WORK INSTRUCTION:
Reproduce only the lines that run from the line containing "query: rocky shoreline" to the end of the entries below, exactly as they stand.

════════════════════

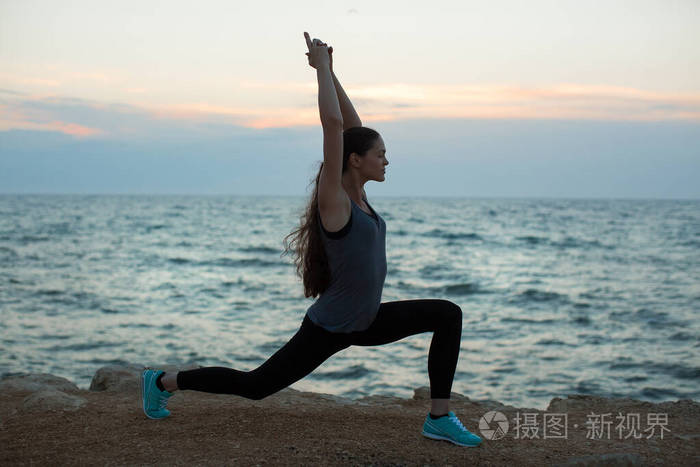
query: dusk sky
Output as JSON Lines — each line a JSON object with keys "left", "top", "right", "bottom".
{"left": 1, "top": 0, "right": 699, "bottom": 198}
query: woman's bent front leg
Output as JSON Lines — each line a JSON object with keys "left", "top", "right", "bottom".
{"left": 349, "top": 299, "right": 463, "bottom": 401}
{"left": 176, "top": 316, "right": 348, "bottom": 400}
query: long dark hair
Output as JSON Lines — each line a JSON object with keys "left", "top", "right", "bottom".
{"left": 282, "top": 126, "right": 380, "bottom": 298}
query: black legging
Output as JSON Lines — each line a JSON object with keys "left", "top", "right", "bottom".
{"left": 177, "top": 299, "right": 462, "bottom": 400}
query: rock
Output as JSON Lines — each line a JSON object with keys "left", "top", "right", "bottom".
{"left": 89, "top": 363, "right": 144, "bottom": 392}
{"left": 315, "top": 393, "right": 355, "bottom": 405}
{"left": 412, "top": 386, "right": 512, "bottom": 411}
{"left": 0, "top": 374, "right": 79, "bottom": 394}
{"left": 89, "top": 363, "right": 201, "bottom": 391}
{"left": 657, "top": 399, "right": 700, "bottom": 416}
{"left": 22, "top": 389, "right": 86, "bottom": 412}
{"left": 547, "top": 394, "right": 613, "bottom": 412}
{"left": 556, "top": 452, "right": 643, "bottom": 466}
{"left": 450, "top": 391, "right": 471, "bottom": 402}
{"left": 477, "top": 399, "right": 514, "bottom": 410}
{"left": 413, "top": 386, "right": 431, "bottom": 400}
{"left": 673, "top": 433, "right": 700, "bottom": 441}
{"left": 412, "top": 386, "right": 471, "bottom": 402}
{"left": 269, "top": 389, "right": 359, "bottom": 407}
{"left": 357, "top": 394, "right": 404, "bottom": 406}
{"left": 548, "top": 396, "right": 573, "bottom": 412}
{"left": 547, "top": 394, "right": 663, "bottom": 413}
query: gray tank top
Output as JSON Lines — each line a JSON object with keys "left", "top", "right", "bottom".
{"left": 306, "top": 196, "right": 387, "bottom": 333}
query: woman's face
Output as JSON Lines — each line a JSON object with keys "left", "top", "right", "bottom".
{"left": 367, "top": 136, "right": 389, "bottom": 182}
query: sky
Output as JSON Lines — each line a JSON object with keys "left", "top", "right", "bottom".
{"left": 1, "top": 0, "right": 699, "bottom": 198}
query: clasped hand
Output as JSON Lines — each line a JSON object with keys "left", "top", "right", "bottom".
{"left": 304, "top": 31, "right": 333, "bottom": 71}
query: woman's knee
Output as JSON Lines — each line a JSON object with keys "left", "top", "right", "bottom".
{"left": 249, "top": 388, "right": 271, "bottom": 400}
{"left": 243, "top": 372, "right": 279, "bottom": 400}
{"left": 438, "top": 299, "right": 462, "bottom": 323}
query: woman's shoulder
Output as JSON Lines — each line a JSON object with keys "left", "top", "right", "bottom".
{"left": 319, "top": 190, "right": 352, "bottom": 234}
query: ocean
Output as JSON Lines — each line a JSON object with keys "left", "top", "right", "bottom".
{"left": 1, "top": 194, "right": 698, "bottom": 410}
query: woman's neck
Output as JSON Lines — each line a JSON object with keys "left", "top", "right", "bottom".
{"left": 341, "top": 178, "right": 366, "bottom": 205}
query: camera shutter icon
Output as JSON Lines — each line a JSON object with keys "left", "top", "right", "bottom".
{"left": 479, "top": 410, "right": 509, "bottom": 440}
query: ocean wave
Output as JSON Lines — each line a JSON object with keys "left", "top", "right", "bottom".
{"left": 44, "top": 341, "right": 120, "bottom": 352}
{"left": 511, "top": 288, "right": 570, "bottom": 304}
{"left": 314, "top": 364, "right": 372, "bottom": 379}
{"left": 608, "top": 357, "right": 700, "bottom": 380}
{"left": 443, "top": 282, "right": 482, "bottom": 295}
{"left": 535, "top": 338, "right": 576, "bottom": 347}
{"left": 393, "top": 280, "right": 486, "bottom": 296}
{"left": 240, "top": 245, "right": 279, "bottom": 254}
{"left": 200, "top": 257, "right": 281, "bottom": 268}
{"left": 0, "top": 246, "right": 19, "bottom": 259}
{"left": 500, "top": 316, "right": 559, "bottom": 325}
{"left": 422, "top": 229, "right": 483, "bottom": 241}
{"left": 18, "top": 235, "right": 51, "bottom": 244}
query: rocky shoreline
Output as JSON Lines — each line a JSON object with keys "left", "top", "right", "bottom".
{"left": 1, "top": 364, "right": 699, "bottom": 465}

════════════════════

EXERCISE ANSWER:
query: rocky shoreline
Output as JSON Lines — each line a JSON object with keys "left", "top", "right", "bottom".
{"left": 1, "top": 364, "right": 699, "bottom": 465}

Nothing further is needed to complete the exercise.